* Excerpted text:
The earliest known caenagnathid is Microvenator celer, from the Early Cretaceous Cloverly Formation. Caenagnathids likely dispersed to Asia from North America with some caenagnathids later reappearing in western North America, during the Campanian. Caenagnathids showed considerable variation in form. The tiny jaws of Caenagnathasia suggest a small animal, perhaps the size of a turkey. Anzu wyliei, from the Hell Creek Formation is a much larger animal, considerably larger than a human. If Gigantoraptor erlianensis is a caenagnathid, then it would represent far and away the largest member of the group, measuring up to 8 m in length and weighing up to 2 MT.

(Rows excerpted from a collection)

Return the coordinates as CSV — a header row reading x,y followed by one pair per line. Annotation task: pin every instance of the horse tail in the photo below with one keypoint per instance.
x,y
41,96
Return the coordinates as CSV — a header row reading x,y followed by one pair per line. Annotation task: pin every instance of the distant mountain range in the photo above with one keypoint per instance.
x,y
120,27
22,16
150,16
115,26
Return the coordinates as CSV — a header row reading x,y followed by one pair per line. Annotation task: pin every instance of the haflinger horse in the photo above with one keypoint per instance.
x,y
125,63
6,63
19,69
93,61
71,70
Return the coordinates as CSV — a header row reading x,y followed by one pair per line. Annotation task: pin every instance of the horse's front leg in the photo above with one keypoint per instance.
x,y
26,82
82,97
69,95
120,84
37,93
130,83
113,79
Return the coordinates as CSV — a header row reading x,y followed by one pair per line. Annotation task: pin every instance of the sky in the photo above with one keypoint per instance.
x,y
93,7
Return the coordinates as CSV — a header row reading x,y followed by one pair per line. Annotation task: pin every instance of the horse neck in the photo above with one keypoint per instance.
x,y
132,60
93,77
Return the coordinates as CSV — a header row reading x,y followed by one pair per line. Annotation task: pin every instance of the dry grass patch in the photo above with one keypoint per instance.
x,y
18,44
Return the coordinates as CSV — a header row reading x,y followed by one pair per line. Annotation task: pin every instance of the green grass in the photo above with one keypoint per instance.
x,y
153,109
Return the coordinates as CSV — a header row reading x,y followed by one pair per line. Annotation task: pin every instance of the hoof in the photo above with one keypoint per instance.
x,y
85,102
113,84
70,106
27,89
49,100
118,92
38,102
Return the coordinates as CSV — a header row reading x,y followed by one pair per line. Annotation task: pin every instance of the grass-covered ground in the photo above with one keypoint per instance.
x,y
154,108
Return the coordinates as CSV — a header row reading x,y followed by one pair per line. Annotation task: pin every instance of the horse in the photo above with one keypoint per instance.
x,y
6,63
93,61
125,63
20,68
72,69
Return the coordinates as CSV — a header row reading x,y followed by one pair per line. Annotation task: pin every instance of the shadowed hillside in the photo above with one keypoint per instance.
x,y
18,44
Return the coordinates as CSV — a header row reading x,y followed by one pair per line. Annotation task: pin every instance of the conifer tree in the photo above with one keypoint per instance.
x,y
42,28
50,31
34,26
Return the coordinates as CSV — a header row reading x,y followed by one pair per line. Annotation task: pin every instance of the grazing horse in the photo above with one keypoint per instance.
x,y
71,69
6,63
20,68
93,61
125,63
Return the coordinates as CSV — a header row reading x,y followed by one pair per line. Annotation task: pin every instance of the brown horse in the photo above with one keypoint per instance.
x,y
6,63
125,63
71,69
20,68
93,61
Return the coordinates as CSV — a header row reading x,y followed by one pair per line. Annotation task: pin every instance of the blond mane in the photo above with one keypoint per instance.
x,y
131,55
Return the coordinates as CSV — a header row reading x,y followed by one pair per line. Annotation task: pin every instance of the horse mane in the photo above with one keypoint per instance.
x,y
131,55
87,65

* What the task asks: Which animal does the text on caenagnathids name as the earliest known caenagnathid?

* Task solution: Microvenator celer, from the Early Cretaceous Cloverly Formation.